Action item: In the passage on Laguna Mar Chiquita below, what average salinity do the periphytic taxa indicate for the lake from A.D. 1767 to A.D. 1973?

Laguna Mar Chiquita, a highly variable closed saline lake located in the Pampean plains of central Argentina (30°54’S-62°51’W) provides a very suitable environment to study the biological response to dramatic lake level fluctuations. We developed a calibration dataset (transfer functions) for biological remains such as diatoms. These dataset was built using modern chemical data coupled with a combination of historical and instrumental information as well as the results of an in-depth sedimentological and isotopic study of well-dated cores. The fossil diatom study was conduced on a 1.15 m-long core collected from the deepest part of the lake and dated using a high-resolution 210Pb ages model. The diatom assemblages show two distinctive phases. Mesosaline to hypersaline periphytic taxa dominate from the bottom of the core (A.D. 1767) to A.D. 1973 indicating a shallow lake with a salinity averaging 77 g.L-1. This interval is interrupted by brief phases dominated by planktonic taxa indicating comparatively higher lake-level between A.D. 1850 and A.D. 1870. A major shift on the diatom assemblages occurred since A.D. 1973 that changed from periphytic- to planktonic-dominated taxa. This abrupt is recorded by a decrease of the salinity varying between 25 and 33 g.L-1. This second phase corresponds to an instrumentally-recorded highstand of the lake.

Dataset content:
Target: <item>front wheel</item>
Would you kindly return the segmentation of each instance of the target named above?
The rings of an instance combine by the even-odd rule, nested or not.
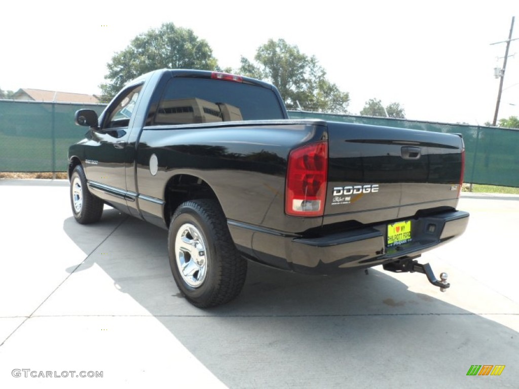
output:
[[[70,203],[76,220],[81,224],[99,221],[103,213],[103,201],[90,193],[81,165],[74,168],[70,178]]]
[[[181,204],[172,218],[168,242],[173,278],[192,304],[215,307],[239,294],[247,262],[236,250],[216,201]]]

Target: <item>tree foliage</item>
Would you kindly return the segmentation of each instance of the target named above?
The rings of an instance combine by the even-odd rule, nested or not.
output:
[[[400,105],[400,103],[391,103],[386,106],[386,110],[388,116],[397,119],[405,119],[405,110]]]
[[[103,99],[112,99],[129,81],[156,69],[215,70],[218,63],[209,44],[189,29],[165,23],[138,35],[107,64],[108,80],[100,87]]]
[[[391,103],[385,109],[382,102],[378,99],[370,99],[366,101],[360,114],[366,116],[405,119],[405,110],[399,103]]]
[[[378,99],[370,99],[366,102],[360,114],[364,116],[386,117],[386,112],[382,102]]]
[[[500,119],[499,127],[519,128],[519,118],[517,118],[517,116],[510,116],[508,119]]]
[[[0,88],[0,99],[12,99],[14,94],[12,90],[4,90]]]
[[[347,113],[349,94],[328,80],[315,55],[284,39],[271,39],[258,48],[254,60],[242,57],[238,72],[274,84],[289,109]]]

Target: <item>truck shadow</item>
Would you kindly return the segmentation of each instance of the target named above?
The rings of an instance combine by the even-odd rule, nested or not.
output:
[[[100,267],[229,387],[433,387],[439,376],[467,387],[485,379],[467,377],[471,365],[485,364],[507,367],[486,378],[519,382],[519,369],[509,367],[519,363],[517,332],[436,298],[432,285],[422,294],[376,269],[312,276],[250,262],[238,298],[200,310],[174,284],[165,230],[113,210],[97,226],[113,230],[108,239],[86,241],[85,227],[65,220],[65,232],[92,253],[69,271]]]

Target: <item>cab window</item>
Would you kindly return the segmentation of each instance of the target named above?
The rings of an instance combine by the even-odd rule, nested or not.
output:
[[[105,128],[128,127],[130,118],[135,109],[135,103],[142,89],[142,85],[135,86],[119,96],[115,107],[108,114]]]

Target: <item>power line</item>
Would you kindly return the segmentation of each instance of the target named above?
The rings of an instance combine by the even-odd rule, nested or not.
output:
[[[491,43],[490,45],[497,45],[498,43],[507,43],[507,48],[504,51],[504,58],[503,59],[503,68],[501,71],[499,80],[499,91],[497,93],[497,102],[496,103],[496,112],[494,114],[494,120],[492,121],[492,126],[495,126],[497,122],[497,114],[499,112],[499,104],[501,103],[501,93],[503,91],[503,81],[504,80],[504,71],[507,68],[507,60],[508,59],[508,49],[510,47],[510,42],[512,40],[516,40],[519,38],[512,39],[512,33],[514,31],[514,21],[515,19],[515,16],[512,17],[512,24],[510,25],[510,32],[508,34],[508,39],[506,40],[501,40],[499,42]]]

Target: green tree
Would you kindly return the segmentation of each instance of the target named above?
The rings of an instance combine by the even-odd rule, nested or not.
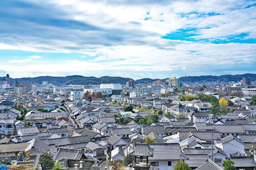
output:
[[[116,104],[116,103],[117,103],[117,101],[116,100],[116,99],[115,99],[113,101],[112,101],[112,104]]]
[[[156,143],[156,139],[153,139],[151,136],[148,135],[144,138],[144,143]]]
[[[228,106],[231,106],[234,105],[234,103],[232,102],[230,100],[228,100]]]
[[[20,104],[18,104],[17,107],[18,109],[22,109],[23,108],[23,106]]]
[[[123,161],[123,165],[124,166],[127,166],[127,165],[132,163],[132,159],[133,157],[131,156],[128,156],[128,164],[127,163],[127,155],[124,157],[124,160]]]
[[[162,110],[160,110],[160,111],[158,111],[157,112],[157,113],[158,115],[162,115],[163,114],[163,111]]]
[[[59,161],[56,161],[52,170],[60,170],[60,166],[61,165],[61,163]]]
[[[146,124],[146,122],[145,122],[144,121],[144,119],[140,119],[138,121],[138,124],[141,125],[145,125]]]
[[[153,121],[152,119],[149,118],[147,119],[147,124],[151,124],[153,123]]]
[[[48,170],[53,168],[55,163],[52,155],[44,152],[40,155],[38,164],[41,165],[43,170]]]
[[[133,107],[132,106],[129,106],[126,107],[125,109],[125,112],[132,112],[133,109]]]
[[[115,114],[114,115],[114,118],[115,118],[115,120],[116,121],[116,122],[118,124],[120,123],[120,119],[122,117],[120,113],[118,113],[117,114]]]
[[[256,96],[254,96],[250,102],[250,104],[256,104]]]
[[[227,101],[227,100],[226,100],[226,99],[225,99],[224,97],[223,97],[222,98],[219,99],[219,103],[220,104],[222,104],[223,106],[226,106],[228,105]]]
[[[224,160],[222,163],[225,170],[236,170],[236,168],[234,165],[234,162],[230,160]]]
[[[173,166],[173,170],[192,170],[187,163],[183,163],[183,162],[182,160],[176,162]]]

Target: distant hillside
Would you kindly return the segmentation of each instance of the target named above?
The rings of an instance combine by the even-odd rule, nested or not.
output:
[[[256,80],[256,74],[247,73],[243,74],[231,75],[224,75],[216,76],[214,75],[201,75],[200,76],[188,76],[181,77],[180,79],[182,82],[196,82],[197,81],[215,82],[219,80],[220,81],[226,80],[227,81],[238,81],[241,80],[243,77],[250,77],[252,82]]]
[[[1,78],[0,79],[5,79],[5,77]],[[125,84],[126,82],[129,81],[129,78],[124,78],[121,77],[110,77],[104,76],[100,78],[95,77],[85,77],[82,75],[74,75],[66,77],[53,77],[52,76],[40,76],[34,78],[23,78],[18,79],[10,78],[10,83],[11,85],[15,81],[19,82],[34,82],[37,81],[39,84],[41,84],[43,81],[48,81],[49,82],[59,82],[61,84],[65,85],[72,84],[100,84],[101,83],[120,83]]]
[[[200,76],[188,76],[181,77],[180,79],[182,82],[196,82],[198,81],[206,81],[210,82],[216,81],[219,80],[220,81],[226,80],[227,81],[237,81],[241,80],[243,77],[250,77],[252,79],[252,81],[256,81],[256,74],[246,73],[243,74],[237,74],[236,75],[225,75],[219,76],[213,75],[201,75]],[[5,77],[1,77],[0,79],[5,79]],[[102,83],[120,83],[122,84],[125,84],[126,82],[130,79],[130,78],[125,78],[121,77],[111,77],[110,76],[104,76],[100,78],[95,77],[85,77],[82,75],[74,75],[66,77],[53,77],[52,76],[40,76],[34,78],[23,78],[19,79],[10,79],[10,83],[11,85],[15,81],[19,82],[38,82],[41,84],[43,81],[48,81],[49,82],[53,82],[54,81],[59,82],[61,84],[64,85],[82,84],[83,85],[88,84],[100,84]],[[162,82],[165,82],[168,78],[160,79]],[[136,83],[144,83],[145,81],[149,83],[152,83],[153,81],[156,81],[159,79],[152,79],[149,78],[145,78],[137,80],[135,81]]]
[[[165,82],[167,80],[169,79],[168,78],[164,79],[160,79],[161,81],[162,82]],[[150,78],[144,78],[144,79],[139,79],[135,81],[135,83],[144,83],[145,82],[147,82],[149,83],[153,83],[153,82],[154,82],[159,80],[159,79],[152,79]]]

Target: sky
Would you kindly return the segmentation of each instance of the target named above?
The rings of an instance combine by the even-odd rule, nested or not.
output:
[[[0,76],[256,73],[256,0],[0,1]]]

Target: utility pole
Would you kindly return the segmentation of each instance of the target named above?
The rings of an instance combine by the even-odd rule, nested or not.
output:
[[[213,162],[213,131],[212,131],[212,161]]]
[[[127,166],[128,166],[128,146],[126,147],[126,157],[127,159],[126,160]]]

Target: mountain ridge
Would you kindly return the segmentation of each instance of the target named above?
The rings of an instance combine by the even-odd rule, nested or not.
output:
[[[242,74],[236,74],[231,75],[226,74],[220,76],[212,75],[200,75],[199,76],[182,76],[179,78],[182,82],[196,82],[197,81],[205,81],[205,82],[216,82],[217,80],[220,81],[239,81],[242,79],[243,77],[251,78],[252,82],[256,81],[256,74],[246,73]],[[153,81],[160,80],[162,82],[165,82],[169,78],[166,79],[154,79],[144,78],[136,80],[136,83],[143,83],[145,81],[149,83],[152,83]],[[0,79],[5,79],[5,77],[0,77]],[[130,79],[133,80],[129,78],[124,78],[119,76],[103,76],[99,78],[96,77],[85,76],[81,75],[69,75],[66,76],[39,76],[31,78],[22,78],[13,79],[10,78],[10,82],[11,85],[13,84],[15,81],[19,82],[37,81],[39,84],[42,83],[43,81],[48,81],[49,82],[53,82],[54,81],[59,82],[61,84],[63,85],[68,84],[82,84],[88,85],[100,84],[102,83],[120,83],[125,84],[127,81]]]

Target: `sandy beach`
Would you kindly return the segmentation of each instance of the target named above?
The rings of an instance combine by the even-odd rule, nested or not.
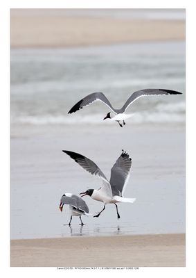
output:
[[[11,266],[185,266],[185,235],[13,240]]]
[[[107,13],[11,9],[11,266],[186,265],[185,20],[172,11]],[[136,102],[123,129],[103,122],[102,104],[67,115],[93,91],[117,107],[131,92],[163,87],[184,95]],[[62,150],[91,158],[109,177],[122,149],[132,158],[125,196],[136,202],[119,204],[118,220],[109,205],[82,227],[78,218],[65,225],[62,195],[100,183]],[[85,201],[92,214],[100,211]]]
[[[91,17],[73,10],[12,9],[12,47],[62,47],[185,39],[184,20]]]

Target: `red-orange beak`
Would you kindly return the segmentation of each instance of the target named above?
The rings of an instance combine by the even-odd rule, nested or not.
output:
[[[81,198],[82,198],[82,197],[84,197],[84,196],[85,196],[85,195],[87,195],[85,192],[82,192],[82,193],[80,193],[80,195],[81,194],[83,194],[83,195],[80,196]]]
[[[62,203],[61,202],[60,204],[60,206],[59,206],[59,209],[60,210],[61,212],[62,212],[63,205],[64,205],[64,204],[62,204]]]

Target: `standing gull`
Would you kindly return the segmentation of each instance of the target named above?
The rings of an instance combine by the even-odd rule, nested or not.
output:
[[[63,206],[64,204],[69,205],[71,218],[69,225],[71,225],[72,216],[79,216],[81,221],[81,224],[80,224],[84,225],[81,219],[81,215],[88,215],[89,211],[86,202],[77,195],[71,193],[66,193],[62,196],[60,199],[59,206],[60,211],[62,211]]]
[[[173,91],[172,90],[165,90],[165,89],[144,89],[136,92],[134,92],[127,100],[125,104],[121,109],[115,109],[112,106],[109,101],[105,97],[103,92],[93,92],[84,97],[84,99],[80,100],[76,104],[75,104],[72,108],[68,112],[68,114],[71,114],[72,113],[76,112],[78,110],[83,108],[94,101],[100,101],[103,102],[115,114],[114,117],[111,117],[111,112],[109,112],[103,120],[110,119],[110,120],[118,122],[120,126],[123,127],[123,124],[125,125],[125,120],[130,117],[132,114],[125,114],[125,112],[127,108],[132,104],[135,100],[141,97],[145,97],[148,95],[181,95],[181,92]],[[121,121],[123,121],[123,124],[121,124]]]
[[[109,181],[100,168],[92,161],[81,154],[69,151],[62,151],[77,162],[91,174],[98,176],[103,181],[102,186],[98,189],[88,189],[86,192],[80,193],[89,195],[92,199],[104,203],[103,209],[93,217],[99,217],[105,210],[107,204],[114,204],[116,208],[117,218],[120,218],[118,206],[116,203],[129,202],[133,203],[135,198],[124,198],[123,197],[125,186],[130,177],[130,170],[132,166],[132,158],[129,154],[123,150],[122,154],[111,169],[111,177]]]

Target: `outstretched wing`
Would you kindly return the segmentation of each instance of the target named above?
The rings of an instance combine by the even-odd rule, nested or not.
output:
[[[96,101],[103,102],[105,104],[109,106],[112,111],[116,113],[111,103],[109,101],[103,92],[93,92],[92,94],[84,97],[84,99],[80,100],[80,101],[78,101],[74,105],[74,106],[72,107],[72,108],[70,109],[70,111],[68,112],[68,114],[71,114],[72,113],[76,112],[78,110],[82,109],[83,107],[87,106]]]
[[[135,100],[141,97],[145,97],[148,95],[181,95],[181,92],[173,91],[172,90],[165,89],[144,89],[134,92],[131,97],[127,100],[123,108],[121,109],[122,112],[129,107]]]
[[[129,154],[123,150],[122,154],[111,169],[109,183],[113,196],[123,196],[130,177],[130,170],[132,166],[132,158]]]
[[[71,158],[73,158],[77,163],[78,163],[82,168],[86,171],[89,172],[91,174],[98,176],[103,180],[102,188],[105,190],[106,194],[112,197],[112,189],[109,182],[107,179],[105,174],[100,170],[100,168],[96,165],[96,164],[91,161],[89,158],[77,154],[76,152],[69,152],[69,151],[62,151],[63,152],[68,154]]]

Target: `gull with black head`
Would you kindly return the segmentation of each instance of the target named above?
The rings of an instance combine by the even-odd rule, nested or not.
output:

Answer section: An average of 77 g.L-1.